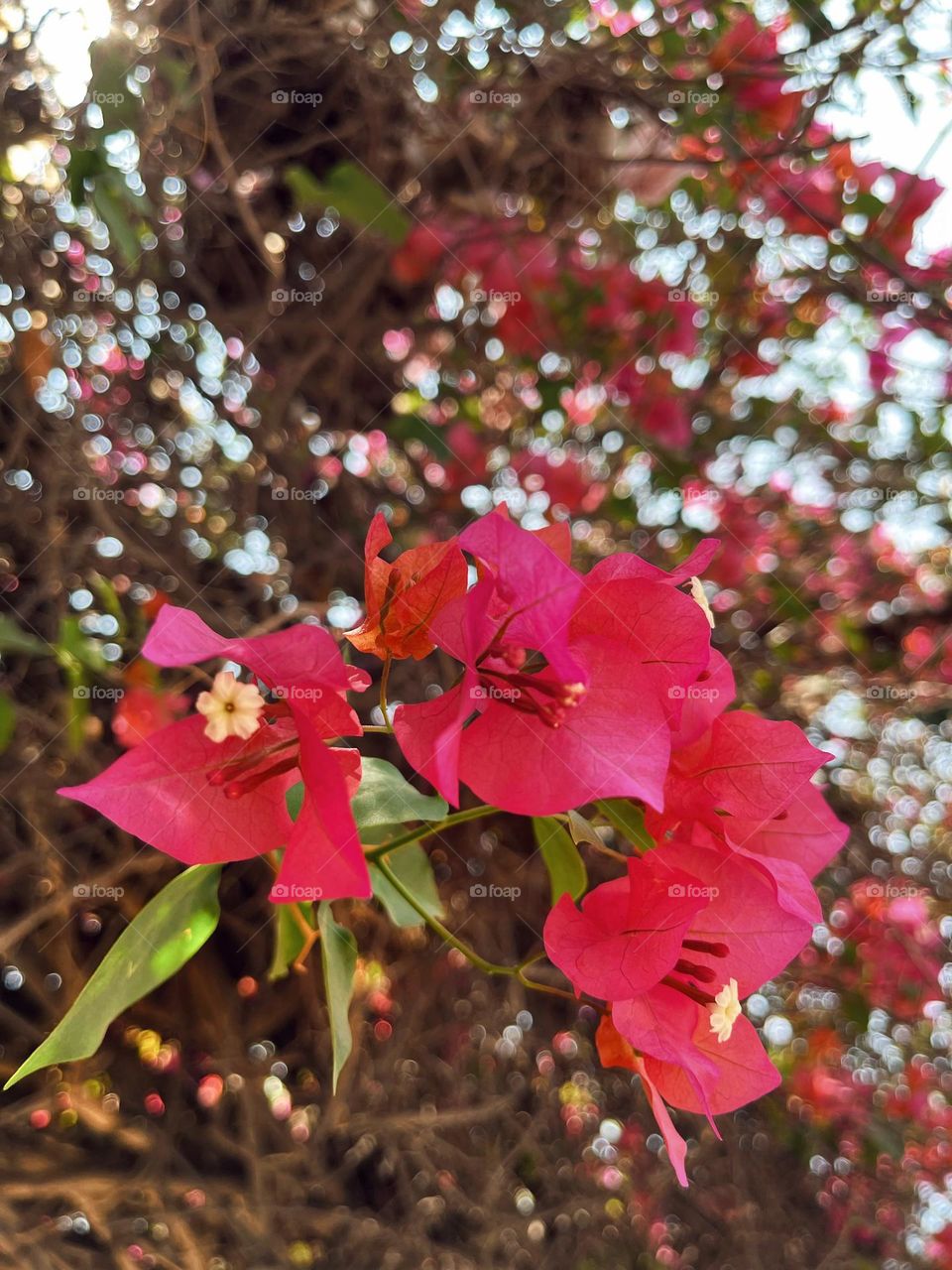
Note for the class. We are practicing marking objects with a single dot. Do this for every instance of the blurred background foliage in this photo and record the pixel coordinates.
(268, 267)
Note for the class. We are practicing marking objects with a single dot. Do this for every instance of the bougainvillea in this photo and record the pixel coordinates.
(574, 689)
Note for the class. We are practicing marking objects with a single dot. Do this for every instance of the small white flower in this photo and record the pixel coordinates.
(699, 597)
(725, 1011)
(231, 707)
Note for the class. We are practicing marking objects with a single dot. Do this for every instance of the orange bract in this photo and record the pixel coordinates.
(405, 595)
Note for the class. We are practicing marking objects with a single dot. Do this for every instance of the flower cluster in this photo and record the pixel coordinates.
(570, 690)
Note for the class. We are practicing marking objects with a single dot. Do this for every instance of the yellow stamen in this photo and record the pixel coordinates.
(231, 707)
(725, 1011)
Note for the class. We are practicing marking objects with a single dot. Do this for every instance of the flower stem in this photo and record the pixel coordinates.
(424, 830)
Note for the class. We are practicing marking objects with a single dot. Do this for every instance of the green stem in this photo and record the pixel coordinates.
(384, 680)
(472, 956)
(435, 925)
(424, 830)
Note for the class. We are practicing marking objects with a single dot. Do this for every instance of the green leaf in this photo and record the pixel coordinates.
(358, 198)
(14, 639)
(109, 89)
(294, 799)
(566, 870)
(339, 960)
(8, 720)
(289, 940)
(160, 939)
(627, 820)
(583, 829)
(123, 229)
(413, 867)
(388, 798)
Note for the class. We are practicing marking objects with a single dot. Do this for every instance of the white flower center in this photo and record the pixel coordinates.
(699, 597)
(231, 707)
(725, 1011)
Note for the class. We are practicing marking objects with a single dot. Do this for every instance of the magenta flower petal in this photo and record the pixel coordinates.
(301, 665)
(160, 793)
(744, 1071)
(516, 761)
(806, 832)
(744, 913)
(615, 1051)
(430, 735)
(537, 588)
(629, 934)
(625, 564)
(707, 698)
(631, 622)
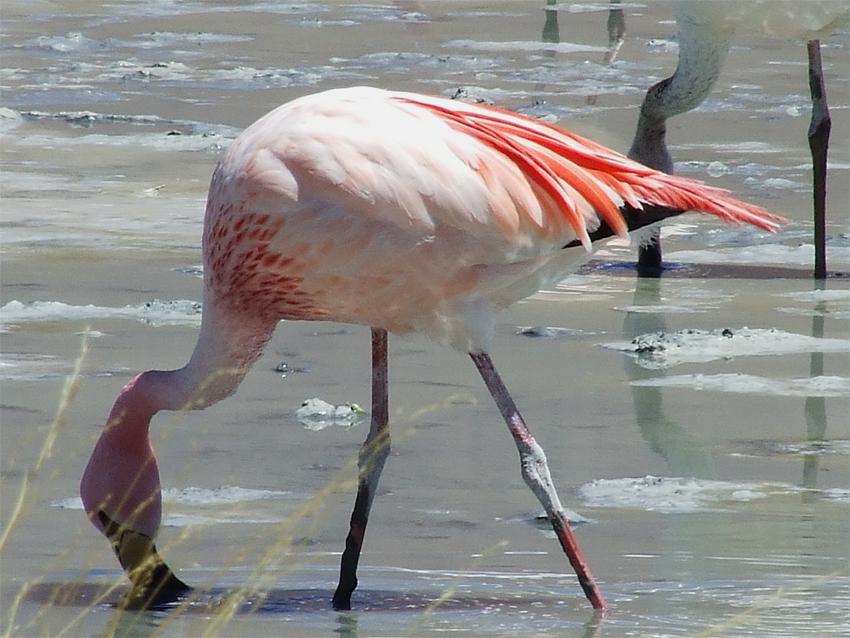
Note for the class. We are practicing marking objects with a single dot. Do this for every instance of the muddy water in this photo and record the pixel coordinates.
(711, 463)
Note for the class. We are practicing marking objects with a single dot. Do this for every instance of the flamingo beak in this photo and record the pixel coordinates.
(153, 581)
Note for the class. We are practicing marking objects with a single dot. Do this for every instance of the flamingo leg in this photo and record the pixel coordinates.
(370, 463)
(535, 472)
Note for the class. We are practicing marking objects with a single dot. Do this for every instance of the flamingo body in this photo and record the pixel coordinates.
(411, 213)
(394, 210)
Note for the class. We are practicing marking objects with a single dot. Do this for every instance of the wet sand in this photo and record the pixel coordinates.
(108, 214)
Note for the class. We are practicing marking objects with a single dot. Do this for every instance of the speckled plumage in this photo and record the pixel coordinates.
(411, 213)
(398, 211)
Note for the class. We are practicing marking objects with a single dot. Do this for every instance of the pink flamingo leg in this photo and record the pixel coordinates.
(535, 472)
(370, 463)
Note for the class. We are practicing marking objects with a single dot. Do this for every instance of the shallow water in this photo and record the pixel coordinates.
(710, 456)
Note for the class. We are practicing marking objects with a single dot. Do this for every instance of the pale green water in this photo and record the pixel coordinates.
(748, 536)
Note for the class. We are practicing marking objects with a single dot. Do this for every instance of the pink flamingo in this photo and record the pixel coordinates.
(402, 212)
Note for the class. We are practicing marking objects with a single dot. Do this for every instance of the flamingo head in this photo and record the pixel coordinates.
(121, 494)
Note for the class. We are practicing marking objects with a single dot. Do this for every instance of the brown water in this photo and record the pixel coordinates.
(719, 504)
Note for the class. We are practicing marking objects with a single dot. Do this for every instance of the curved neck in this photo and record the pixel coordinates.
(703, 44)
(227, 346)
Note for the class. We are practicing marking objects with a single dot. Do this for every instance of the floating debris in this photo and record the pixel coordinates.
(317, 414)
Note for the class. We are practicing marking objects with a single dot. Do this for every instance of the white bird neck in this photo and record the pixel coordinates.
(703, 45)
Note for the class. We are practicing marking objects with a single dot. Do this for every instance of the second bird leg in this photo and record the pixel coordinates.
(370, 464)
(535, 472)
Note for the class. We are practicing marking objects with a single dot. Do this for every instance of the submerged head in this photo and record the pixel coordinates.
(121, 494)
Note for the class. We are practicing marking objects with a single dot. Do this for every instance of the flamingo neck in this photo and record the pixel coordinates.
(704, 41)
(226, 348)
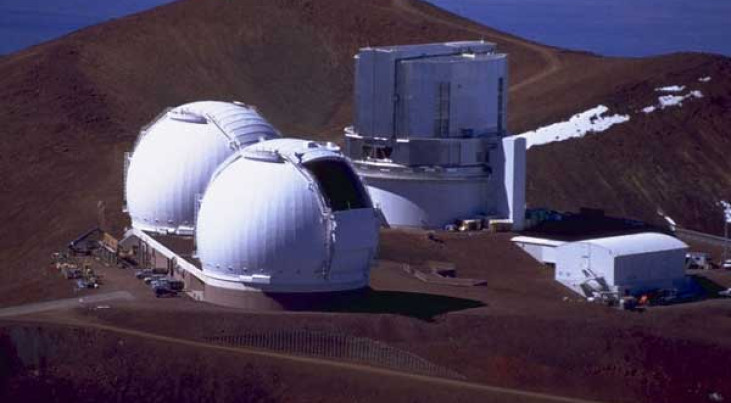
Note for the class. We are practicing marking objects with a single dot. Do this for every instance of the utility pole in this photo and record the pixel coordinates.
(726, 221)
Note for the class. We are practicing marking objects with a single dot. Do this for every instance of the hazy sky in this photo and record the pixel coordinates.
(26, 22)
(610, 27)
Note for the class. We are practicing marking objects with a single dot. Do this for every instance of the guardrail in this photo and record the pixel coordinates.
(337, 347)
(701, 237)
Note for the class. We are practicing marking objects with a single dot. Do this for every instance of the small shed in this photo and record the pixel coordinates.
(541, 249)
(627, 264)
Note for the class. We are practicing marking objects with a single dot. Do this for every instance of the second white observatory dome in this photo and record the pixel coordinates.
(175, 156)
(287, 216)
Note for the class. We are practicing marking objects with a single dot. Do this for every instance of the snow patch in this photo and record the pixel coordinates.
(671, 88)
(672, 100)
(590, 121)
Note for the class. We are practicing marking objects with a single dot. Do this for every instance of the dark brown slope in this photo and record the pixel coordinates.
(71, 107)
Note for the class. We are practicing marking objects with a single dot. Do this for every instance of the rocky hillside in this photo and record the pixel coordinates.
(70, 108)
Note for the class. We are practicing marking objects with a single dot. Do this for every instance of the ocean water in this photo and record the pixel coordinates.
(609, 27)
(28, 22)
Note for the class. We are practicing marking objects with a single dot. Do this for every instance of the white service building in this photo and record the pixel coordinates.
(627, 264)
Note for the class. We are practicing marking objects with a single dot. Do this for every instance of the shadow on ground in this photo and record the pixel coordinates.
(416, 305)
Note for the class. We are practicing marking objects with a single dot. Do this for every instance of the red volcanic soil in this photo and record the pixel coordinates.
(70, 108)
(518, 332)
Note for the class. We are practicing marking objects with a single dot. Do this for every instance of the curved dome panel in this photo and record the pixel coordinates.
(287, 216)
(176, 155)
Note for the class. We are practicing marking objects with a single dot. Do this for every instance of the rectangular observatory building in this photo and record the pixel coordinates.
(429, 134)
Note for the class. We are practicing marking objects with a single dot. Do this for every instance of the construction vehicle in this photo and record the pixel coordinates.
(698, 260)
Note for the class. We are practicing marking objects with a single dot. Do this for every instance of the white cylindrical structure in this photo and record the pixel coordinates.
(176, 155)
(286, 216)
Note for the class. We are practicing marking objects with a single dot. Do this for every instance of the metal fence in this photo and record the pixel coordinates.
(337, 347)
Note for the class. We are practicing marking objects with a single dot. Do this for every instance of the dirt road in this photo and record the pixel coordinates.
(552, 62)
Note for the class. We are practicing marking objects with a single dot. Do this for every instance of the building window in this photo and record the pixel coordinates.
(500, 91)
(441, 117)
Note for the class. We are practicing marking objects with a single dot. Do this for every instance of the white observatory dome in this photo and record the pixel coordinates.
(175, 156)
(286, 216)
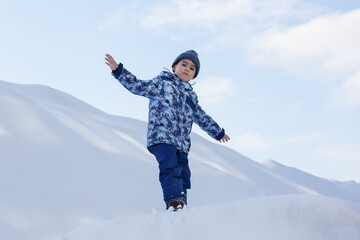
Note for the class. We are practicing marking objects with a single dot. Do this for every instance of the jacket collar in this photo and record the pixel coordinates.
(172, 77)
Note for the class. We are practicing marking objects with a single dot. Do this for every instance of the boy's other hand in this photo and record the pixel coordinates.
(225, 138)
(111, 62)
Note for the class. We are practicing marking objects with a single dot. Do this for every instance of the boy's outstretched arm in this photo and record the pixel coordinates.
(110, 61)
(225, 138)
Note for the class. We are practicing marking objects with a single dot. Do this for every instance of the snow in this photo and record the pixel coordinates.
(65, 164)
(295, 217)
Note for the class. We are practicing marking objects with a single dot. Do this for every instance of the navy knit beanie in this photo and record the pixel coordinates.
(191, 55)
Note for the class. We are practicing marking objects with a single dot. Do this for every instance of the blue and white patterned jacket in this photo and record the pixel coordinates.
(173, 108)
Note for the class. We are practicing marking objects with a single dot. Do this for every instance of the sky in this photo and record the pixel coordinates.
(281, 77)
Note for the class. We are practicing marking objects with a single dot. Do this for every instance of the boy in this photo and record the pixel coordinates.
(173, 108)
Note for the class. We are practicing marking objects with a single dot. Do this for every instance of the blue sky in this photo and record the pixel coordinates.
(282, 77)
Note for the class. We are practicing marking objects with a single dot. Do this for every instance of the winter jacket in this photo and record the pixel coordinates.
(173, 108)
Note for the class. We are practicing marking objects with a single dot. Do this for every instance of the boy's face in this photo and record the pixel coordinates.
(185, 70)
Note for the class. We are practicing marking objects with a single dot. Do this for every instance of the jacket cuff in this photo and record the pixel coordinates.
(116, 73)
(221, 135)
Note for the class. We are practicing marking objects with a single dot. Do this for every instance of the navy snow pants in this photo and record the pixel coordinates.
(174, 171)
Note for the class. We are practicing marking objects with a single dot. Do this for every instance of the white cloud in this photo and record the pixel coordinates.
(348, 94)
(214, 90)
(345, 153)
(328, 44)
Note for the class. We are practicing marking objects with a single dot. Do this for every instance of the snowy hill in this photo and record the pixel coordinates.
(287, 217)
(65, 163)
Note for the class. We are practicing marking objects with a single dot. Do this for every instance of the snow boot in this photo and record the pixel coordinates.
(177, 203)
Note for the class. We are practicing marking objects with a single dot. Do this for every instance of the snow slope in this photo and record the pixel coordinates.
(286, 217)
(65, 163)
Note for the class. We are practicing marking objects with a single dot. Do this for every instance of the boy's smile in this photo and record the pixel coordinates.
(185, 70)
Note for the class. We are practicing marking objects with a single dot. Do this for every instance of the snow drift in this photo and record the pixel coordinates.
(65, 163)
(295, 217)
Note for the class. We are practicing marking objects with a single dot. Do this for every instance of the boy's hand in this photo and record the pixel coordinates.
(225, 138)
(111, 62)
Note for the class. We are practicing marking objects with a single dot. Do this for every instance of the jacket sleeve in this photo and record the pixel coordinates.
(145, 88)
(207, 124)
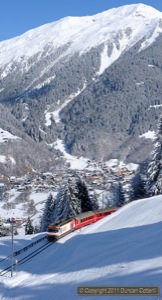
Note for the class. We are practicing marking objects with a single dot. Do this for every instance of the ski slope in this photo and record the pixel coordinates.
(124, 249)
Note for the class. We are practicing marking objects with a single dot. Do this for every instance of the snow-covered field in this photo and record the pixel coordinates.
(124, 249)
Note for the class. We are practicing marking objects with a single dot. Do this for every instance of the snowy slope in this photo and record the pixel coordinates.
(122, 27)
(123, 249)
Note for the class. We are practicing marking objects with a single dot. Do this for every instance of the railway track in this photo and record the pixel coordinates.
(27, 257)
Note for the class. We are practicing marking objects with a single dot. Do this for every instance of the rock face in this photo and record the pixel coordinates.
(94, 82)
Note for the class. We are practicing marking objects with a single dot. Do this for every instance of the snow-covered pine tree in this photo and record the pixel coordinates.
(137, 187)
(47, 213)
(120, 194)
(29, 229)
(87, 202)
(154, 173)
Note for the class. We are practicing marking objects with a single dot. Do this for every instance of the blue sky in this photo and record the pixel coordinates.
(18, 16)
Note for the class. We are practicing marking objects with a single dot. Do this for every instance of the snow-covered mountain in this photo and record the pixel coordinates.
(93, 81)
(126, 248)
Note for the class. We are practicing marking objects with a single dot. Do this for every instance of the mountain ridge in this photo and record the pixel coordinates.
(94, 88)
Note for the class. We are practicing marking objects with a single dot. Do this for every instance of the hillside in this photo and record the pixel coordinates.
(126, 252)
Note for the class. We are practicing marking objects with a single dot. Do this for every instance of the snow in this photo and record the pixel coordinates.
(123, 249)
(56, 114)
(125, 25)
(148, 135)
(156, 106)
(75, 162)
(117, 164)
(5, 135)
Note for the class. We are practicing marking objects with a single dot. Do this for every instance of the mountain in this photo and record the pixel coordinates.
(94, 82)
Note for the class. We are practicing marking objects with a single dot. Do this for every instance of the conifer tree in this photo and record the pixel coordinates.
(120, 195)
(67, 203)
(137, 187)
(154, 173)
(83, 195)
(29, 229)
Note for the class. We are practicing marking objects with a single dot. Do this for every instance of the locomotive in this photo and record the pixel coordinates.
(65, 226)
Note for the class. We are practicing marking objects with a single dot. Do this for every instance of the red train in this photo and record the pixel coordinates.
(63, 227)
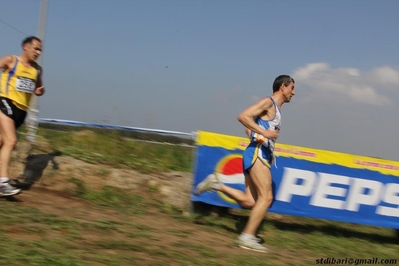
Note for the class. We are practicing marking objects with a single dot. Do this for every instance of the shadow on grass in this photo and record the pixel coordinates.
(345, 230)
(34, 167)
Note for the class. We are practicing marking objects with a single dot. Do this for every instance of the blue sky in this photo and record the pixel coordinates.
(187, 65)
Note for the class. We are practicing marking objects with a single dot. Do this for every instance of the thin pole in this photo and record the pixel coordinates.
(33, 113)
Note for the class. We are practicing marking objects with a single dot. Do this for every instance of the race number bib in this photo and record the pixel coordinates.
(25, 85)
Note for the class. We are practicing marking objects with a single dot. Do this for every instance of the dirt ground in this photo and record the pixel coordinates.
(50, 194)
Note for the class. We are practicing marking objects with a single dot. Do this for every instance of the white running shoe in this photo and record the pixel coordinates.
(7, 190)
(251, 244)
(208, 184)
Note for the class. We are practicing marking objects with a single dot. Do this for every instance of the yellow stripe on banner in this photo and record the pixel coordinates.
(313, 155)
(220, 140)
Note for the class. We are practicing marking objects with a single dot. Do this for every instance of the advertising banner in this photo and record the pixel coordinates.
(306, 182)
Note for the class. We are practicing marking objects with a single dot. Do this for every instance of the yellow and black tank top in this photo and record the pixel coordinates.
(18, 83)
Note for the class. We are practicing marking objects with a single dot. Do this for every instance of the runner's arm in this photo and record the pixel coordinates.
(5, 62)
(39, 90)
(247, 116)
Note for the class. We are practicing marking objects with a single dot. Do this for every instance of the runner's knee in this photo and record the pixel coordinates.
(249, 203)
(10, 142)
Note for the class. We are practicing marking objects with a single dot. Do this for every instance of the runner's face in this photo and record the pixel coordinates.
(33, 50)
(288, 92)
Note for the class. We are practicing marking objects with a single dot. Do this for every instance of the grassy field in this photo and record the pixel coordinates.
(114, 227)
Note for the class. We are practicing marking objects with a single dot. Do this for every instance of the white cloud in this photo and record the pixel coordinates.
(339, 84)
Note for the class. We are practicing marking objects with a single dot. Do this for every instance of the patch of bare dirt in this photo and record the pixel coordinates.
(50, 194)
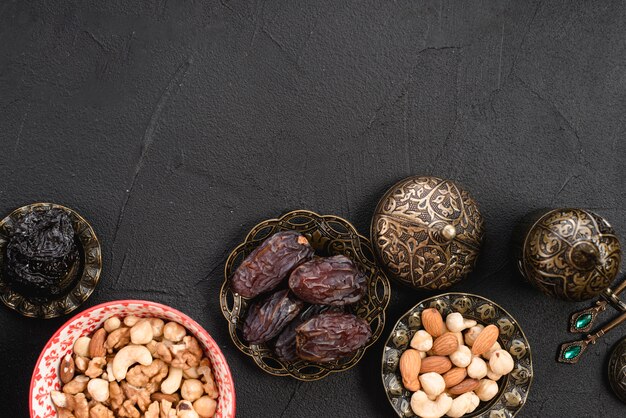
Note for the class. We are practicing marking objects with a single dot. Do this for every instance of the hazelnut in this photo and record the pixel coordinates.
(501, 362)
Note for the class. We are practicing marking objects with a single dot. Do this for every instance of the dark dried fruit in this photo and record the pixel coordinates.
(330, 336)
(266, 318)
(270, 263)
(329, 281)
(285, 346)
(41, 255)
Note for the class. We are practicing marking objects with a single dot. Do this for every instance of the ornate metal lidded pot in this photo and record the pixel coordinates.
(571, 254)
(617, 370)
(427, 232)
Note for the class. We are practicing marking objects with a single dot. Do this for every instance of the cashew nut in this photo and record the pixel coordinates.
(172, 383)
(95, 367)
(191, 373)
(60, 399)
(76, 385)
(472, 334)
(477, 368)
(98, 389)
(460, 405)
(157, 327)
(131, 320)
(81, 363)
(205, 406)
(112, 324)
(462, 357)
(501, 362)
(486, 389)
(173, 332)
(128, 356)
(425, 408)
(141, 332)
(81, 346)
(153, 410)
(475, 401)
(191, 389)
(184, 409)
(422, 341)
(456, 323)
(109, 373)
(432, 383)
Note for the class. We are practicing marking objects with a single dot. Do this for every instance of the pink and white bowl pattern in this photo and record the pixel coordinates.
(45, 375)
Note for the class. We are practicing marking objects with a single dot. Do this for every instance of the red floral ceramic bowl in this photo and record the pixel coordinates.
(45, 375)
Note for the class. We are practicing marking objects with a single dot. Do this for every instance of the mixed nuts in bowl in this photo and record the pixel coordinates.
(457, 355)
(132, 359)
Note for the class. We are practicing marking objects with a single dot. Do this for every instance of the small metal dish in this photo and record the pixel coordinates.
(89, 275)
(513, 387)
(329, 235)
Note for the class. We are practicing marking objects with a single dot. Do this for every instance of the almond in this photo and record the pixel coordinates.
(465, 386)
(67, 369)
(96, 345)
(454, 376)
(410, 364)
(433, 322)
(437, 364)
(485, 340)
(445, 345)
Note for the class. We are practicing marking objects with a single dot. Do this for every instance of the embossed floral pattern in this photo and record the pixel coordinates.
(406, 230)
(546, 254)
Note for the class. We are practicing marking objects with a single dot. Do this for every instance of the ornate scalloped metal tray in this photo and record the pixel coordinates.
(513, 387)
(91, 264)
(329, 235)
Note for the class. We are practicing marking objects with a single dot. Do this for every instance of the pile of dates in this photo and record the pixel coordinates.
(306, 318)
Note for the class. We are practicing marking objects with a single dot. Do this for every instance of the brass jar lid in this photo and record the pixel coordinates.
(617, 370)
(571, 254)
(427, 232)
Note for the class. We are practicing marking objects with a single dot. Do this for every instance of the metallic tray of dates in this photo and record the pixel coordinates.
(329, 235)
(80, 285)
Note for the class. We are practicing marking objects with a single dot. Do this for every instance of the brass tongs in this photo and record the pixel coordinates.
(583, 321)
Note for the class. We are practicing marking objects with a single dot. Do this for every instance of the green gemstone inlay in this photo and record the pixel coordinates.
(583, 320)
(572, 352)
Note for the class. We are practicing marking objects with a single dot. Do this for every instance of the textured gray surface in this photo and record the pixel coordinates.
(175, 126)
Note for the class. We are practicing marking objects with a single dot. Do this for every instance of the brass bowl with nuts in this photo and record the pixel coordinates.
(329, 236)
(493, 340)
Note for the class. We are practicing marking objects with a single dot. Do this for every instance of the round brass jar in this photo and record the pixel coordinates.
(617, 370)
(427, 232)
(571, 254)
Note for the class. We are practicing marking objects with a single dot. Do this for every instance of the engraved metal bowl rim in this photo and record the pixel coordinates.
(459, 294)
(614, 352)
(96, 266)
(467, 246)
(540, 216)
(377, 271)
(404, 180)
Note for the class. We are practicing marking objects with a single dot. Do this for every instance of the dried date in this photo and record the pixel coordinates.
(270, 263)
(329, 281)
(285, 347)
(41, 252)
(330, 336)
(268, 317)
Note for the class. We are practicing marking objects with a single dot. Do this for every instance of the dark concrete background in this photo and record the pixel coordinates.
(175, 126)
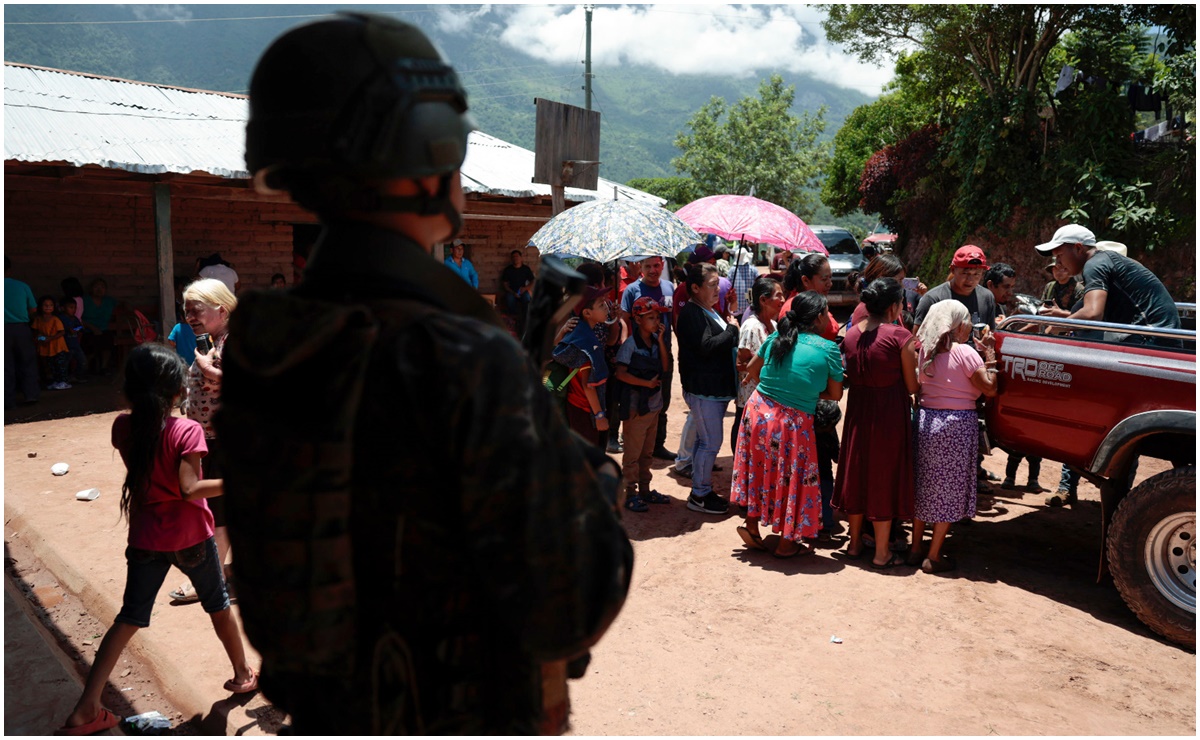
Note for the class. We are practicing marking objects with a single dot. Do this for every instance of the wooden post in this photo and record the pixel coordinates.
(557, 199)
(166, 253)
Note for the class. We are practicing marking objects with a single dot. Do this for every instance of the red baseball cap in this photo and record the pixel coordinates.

★ ★ ★ ★ ★ ★ ★

WHAT IS EXPECTED ▸
Copy the final stretch of lines, starting at the one that holds "of the textured" and ending at the last line of the data, exactly; omit pictures.

ANSWER ▸
Note for the class. We are practicing marking objects with a single dot. Do this for every instance of the textured gray surface in this photo and record the pixel coordinates.
(175, 126)
Note for the class. We are practicing marking objects with a single dot. Do this for every instance of the brass bowl with nuts in this photo and record the pixel coordinates.
(329, 236)
(493, 340)
Note for the class. We are practicing marking objects with a single dot. Do this for every instance of the round brass jar in this photo and record the pixel coordinates.
(617, 370)
(427, 232)
(571, 254)
Note for the class. We are practicing marking objects with a single dot. Do this for every instance of the engraved metal bowl rim in this photo and record the pixel coordinates.
(459, 294)
(614, 352)
(96, 266)
(467, 246)
(540, 216)
(377, 271)
(404, 180)
Note for the class. We are practicing marking objects with a single dot. Do this for every instance of the dried date in this photo and record the pixel coordinates.
(270, 263)
(329, 281)
(285, 347)
(41, 252)
(330, 336)
(268, 317)
Note for the class. We are practicing marking objects with a single dot. Do this for every instance of the dark concrete background in this photo and record the pixel coordinates.
(175, 126)
Note for the class. We are practicing marking objects with a single dot. Do this for every instance of the wooden post in this photo and record the pixel coordinates.
(557, 199)
(166, 253)
Note for the class. We are practicing marking objects with a single dot. Do this for every instance of the red baseball cap in this photo and record the pixel coordinates.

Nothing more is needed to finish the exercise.